- Assignment
Return only those lines of the records below in which "pigeon" appears.

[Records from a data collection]
§

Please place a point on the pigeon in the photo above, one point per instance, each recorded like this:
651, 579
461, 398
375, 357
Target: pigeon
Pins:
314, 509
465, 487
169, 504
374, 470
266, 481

§

- Response area
Please place a point on the pigeon in the photo above, one point per instance, each recorded like this:
Target: pigeon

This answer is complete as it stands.